_Material supplied:_
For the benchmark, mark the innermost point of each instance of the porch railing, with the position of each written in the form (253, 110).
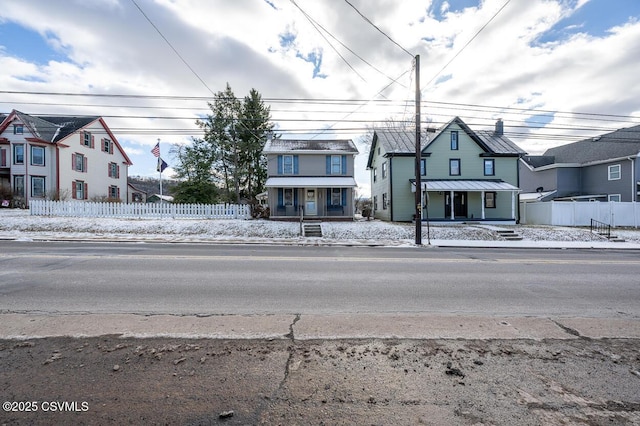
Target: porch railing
(601, 228)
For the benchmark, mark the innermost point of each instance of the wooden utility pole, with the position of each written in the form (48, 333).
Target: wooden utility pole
(418, 159)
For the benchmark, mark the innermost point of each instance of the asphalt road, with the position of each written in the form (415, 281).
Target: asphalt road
(70, 277)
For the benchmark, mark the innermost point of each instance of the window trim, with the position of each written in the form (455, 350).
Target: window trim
(455, 144)
(611, 173)
(335, 164)
(451, 161)
(493, 166)
(32, 156)
(494, 195)
(15, 153)
(44, 186)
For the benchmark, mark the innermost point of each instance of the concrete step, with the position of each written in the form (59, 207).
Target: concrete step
(312, 230)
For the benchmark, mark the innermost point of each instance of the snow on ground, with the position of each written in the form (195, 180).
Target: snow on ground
(19, 224)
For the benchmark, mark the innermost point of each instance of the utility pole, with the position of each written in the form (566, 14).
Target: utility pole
(418, 159)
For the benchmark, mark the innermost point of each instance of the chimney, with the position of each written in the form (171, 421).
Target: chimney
(499, 127)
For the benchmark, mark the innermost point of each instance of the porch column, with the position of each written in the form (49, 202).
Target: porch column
(453, 207)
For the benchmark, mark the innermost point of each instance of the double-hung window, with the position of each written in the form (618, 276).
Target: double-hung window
(287, 164)
(18, 154)
(37, 156)
(489, 167)
(614, 172)
(37, 186)
(336, 165)
(454, 140)
(454, 167)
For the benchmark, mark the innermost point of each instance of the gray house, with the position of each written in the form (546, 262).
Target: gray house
(604, 168)
(313, 178)
(466, 174)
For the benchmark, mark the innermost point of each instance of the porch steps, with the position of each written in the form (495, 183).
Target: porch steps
(509, 235)
(312, 229)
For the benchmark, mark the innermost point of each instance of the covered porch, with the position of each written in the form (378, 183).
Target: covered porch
(311, 198)
(460, 200)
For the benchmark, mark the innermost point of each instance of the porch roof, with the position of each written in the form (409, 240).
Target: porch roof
(310, 182)
(464, 185)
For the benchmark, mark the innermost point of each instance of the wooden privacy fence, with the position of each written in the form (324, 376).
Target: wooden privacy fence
(576, 213)
(139, 210)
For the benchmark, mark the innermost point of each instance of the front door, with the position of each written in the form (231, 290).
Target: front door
(311, 202)
(459, 205)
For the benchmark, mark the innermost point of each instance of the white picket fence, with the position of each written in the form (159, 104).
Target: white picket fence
(575, 213)
(139, 210)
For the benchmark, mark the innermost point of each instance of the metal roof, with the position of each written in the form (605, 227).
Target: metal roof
(345, 146)
(464, 185)
(310, 182)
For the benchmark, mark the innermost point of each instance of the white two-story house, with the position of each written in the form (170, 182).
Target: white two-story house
(312, 178)
(54, 157)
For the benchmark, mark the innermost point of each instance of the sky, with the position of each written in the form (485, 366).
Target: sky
(555, 71)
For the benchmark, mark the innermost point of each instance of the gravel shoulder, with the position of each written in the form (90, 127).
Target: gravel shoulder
(114, 380)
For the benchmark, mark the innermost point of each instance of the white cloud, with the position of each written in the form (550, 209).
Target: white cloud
(113, 49)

_Given problem:_
Exactly as written, give again every line from the one containing "form (170, 182)." through the last line of the material above, and no other lines.

_Solution to the exercise:_
For the benchmark, mark the innermost point of each instance of the white two-story house, with the position of each written in the form (170, 182).
Target: white two-story house
(312, 178)
(54, 157)
For the benchmark, mark the innermost point of each instance of the sky, with the position of each written in the form (485, 366).
Target: sky
(555, 71)
For the benchmark, mark the innermost point of each instance of the gravel shoulder, with the position of each written in the form (90, 127).
Target: gravel shoulder
(114, 380)
For the benchmark, mark the innermost point of each instance of the white cloud, with the position of each written in the form (550, 209).
Target: white cloud
(113, 49)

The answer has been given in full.